##### Material provided #####

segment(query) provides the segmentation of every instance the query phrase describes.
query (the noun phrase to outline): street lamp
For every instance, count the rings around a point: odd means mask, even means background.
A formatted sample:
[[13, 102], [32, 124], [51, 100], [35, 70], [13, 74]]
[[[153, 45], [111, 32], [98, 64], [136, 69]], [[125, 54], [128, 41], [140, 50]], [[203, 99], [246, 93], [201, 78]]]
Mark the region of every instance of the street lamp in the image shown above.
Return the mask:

#####
##### Material provided #####

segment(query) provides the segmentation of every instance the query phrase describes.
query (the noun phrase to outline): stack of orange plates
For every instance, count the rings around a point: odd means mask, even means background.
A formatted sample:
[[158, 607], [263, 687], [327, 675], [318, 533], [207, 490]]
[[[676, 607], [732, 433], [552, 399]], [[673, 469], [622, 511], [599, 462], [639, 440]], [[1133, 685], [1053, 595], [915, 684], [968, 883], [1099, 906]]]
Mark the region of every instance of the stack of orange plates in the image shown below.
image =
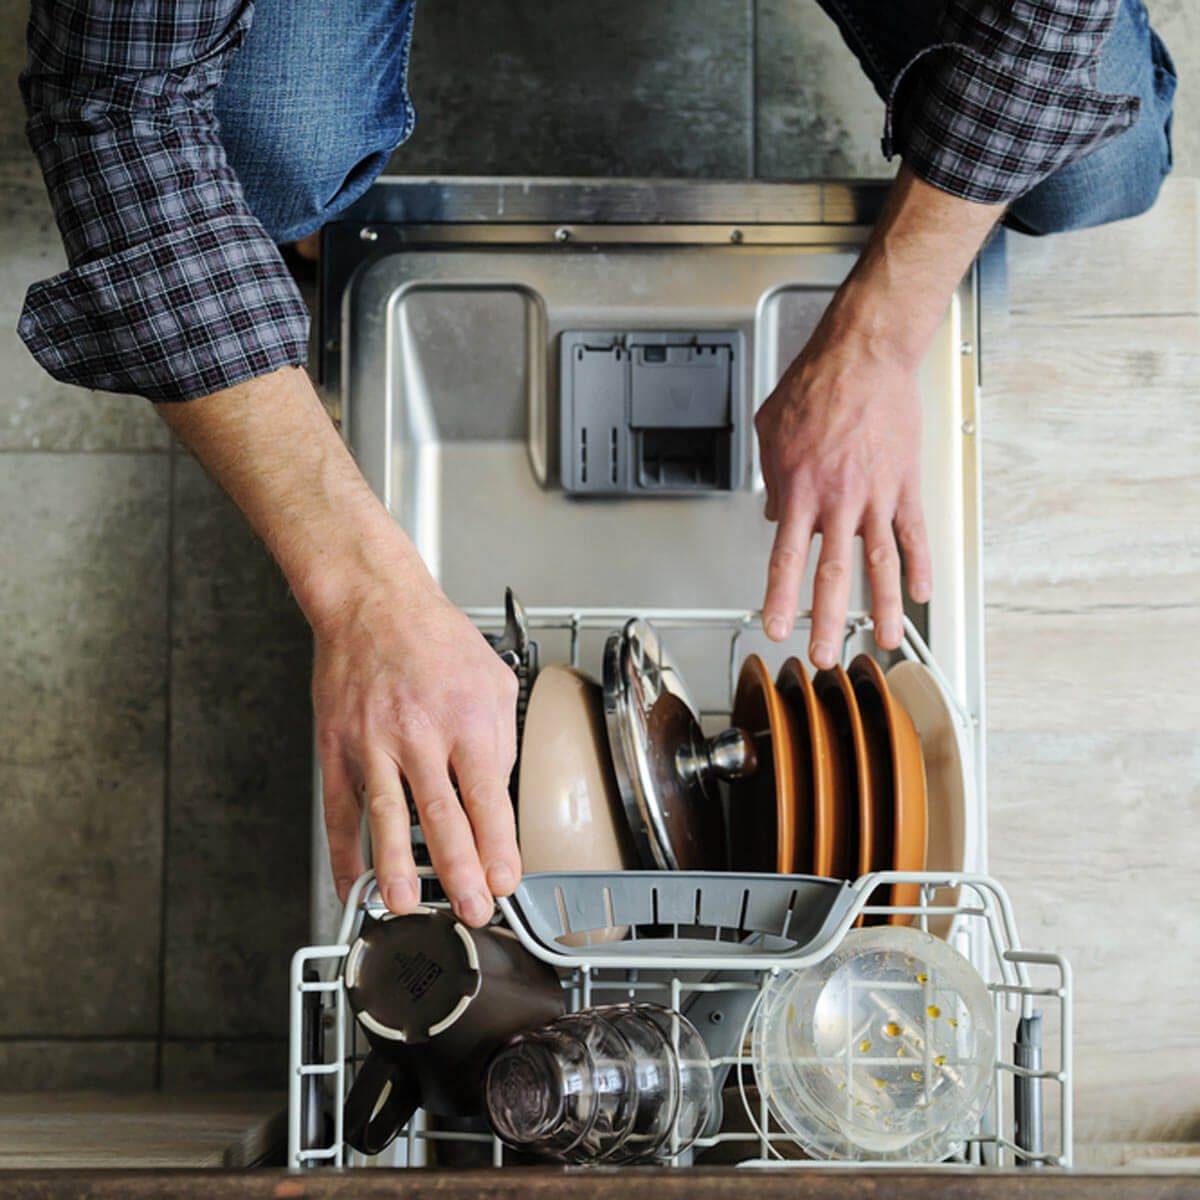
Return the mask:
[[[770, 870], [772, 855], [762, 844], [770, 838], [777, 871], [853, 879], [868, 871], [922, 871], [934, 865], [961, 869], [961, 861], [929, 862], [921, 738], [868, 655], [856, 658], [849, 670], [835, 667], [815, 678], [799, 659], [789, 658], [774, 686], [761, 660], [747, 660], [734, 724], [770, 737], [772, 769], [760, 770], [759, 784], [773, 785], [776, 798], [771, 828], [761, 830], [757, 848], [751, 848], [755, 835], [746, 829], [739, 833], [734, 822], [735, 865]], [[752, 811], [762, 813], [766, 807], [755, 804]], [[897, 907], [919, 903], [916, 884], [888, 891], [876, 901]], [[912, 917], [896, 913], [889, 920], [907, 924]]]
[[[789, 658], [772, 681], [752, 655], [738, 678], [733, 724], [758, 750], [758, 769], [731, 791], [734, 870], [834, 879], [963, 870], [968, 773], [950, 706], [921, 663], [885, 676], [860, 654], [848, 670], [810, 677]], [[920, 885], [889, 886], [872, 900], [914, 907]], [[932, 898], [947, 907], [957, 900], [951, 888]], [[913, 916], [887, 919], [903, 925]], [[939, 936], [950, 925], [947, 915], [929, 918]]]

#####

### Your objective
Look through the entries. Copy out each line with "outline" in it.

### Written answer
query (the noun phrase to outline): street lamp
query (the noun phrase to outline): stack of orange plates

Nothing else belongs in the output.